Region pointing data
------------------------

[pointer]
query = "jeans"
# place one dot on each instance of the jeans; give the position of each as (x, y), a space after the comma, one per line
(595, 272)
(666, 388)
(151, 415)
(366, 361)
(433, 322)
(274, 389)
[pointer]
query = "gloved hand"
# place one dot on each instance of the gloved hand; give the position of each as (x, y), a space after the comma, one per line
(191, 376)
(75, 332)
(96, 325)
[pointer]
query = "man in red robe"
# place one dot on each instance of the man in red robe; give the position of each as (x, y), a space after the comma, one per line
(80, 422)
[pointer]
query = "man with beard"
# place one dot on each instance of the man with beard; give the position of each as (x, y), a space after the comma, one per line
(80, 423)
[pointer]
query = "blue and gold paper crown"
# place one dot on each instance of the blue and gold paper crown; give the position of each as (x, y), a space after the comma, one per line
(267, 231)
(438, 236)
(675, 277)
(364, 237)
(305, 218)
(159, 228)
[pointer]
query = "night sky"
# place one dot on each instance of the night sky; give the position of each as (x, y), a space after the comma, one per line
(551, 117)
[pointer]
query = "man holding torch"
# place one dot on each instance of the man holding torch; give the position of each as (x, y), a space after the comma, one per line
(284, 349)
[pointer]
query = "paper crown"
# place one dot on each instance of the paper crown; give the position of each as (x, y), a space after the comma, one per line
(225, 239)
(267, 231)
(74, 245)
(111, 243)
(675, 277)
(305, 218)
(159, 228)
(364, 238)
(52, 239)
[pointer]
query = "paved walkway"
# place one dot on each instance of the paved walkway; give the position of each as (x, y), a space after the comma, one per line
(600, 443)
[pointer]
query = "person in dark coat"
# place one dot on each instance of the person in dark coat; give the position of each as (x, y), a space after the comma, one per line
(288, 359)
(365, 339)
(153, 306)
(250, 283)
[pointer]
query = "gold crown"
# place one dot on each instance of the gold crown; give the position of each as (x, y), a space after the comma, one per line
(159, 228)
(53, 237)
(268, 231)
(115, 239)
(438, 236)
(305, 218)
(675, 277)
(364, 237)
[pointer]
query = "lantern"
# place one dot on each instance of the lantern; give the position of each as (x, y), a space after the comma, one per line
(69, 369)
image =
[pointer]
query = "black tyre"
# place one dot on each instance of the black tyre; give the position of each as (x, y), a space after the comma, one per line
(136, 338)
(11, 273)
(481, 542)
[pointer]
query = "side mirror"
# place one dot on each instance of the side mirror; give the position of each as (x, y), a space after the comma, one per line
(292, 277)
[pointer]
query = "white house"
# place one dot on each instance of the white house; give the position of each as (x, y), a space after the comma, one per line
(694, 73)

------------------------

### Problem description
Transcribe the entries above, every line exactly as it reads.

### Output of the task
[pointer]
query = "jeans"
# place one dot on each instance of the jeans; give the position of each as (x, y), a space after the comma, one per line
(595, 272)
(666, 388)
(151, 415)
(366, 361)
(433, 322)
(274, 389)
[pointer]
query = "gloved hand"
# place one dot on each instance of the gloved hand; give the position of each as (x, y), a space after the comma, one per line
(191, 376)
(75, 332)
(96, 325)
[pointer]
query = "man in red robe"
# place one dot on each instance of the man in red robe; give the position of each as (x, y), a space after the comma, one per line
(80, 422)
[pointer]
query = "man with beard"
# place one dot on each instance of the man with beard; give the position of each as (x, y), a space after the comma, one per line
(80, 423)
[pointer]
query = "blue and gold paper crown"
# place one dot on each instance of the blue and gold paper crown; give the position of each as (x, y), a space after the comma, one per line
(267, 231)
(438, 236)
(675, 277)
(364, 237)
(305, 218)
(159, 228)
[pointer]
query = "night sky"
# place one dot on each instance of the night sky; give the position of each as (x, y), a space after the comma, one per line
(551, 117)
[pointer]
query = "man holding torch"
# place one dot on each instance of the man holding torch; give the position of each as (x, y), a space after the comma, one per line
(284, 349)
[pointer]
query = "paper crown"
# place one dot on each instance of the paper crown; give the position of each as (x, y), a space after the comma, one per line
(225, 239)
(267, 231)
(74, 245)
(111, 243)
(675, 277)
(305, 218)
(159, 228)
(364, 238)
(52, 239)
[pointer]
query = "paved walkway"
# place one dot on each instance of the paved walkway; give the position of each as (x, y), a space after the comma, one per line
(600, 443)
[pointer]
query = "person in dark coat"
# place one dot on each instance of the person in dark coat; give the position of each as (x, y), a space after the comma, one per line
(288, 359)
(365, 339)
(153, 306)
(250, 283)
[pointer]
query = "gold crown"
# place one dot on each instance of the gold crown; give the position of each as (x, y), a space after the comma, one per line
(159, 228)
(53, 237)
(268, 231)
(115, 239)
(438, 236)
(305, 218)
(675, 277)
(364, 237)
[pointer]
query = "lantern"
# place one dot on each instance of the lantern; give the position of each as (x, y), a space after the comma, one per line
(69, 369)
image =
[pointer]
query = "black tyre"
# place one dot on each instance of the black tyre; give the position of each as (x, y), a space after the comma, one per line
(136, 338)
(11, 273)
(481, 542)
[pointer]
query = "side mirror"
# place one dot on each instance of the side mirror; give the position of each as (x, y), a space after the comma, one per line
(292, 277)
[pointer]
query = "white house"
# place one dot on each instance of the white house; give the position of each as (x, y), a space after the comma, one per line
(694, 73)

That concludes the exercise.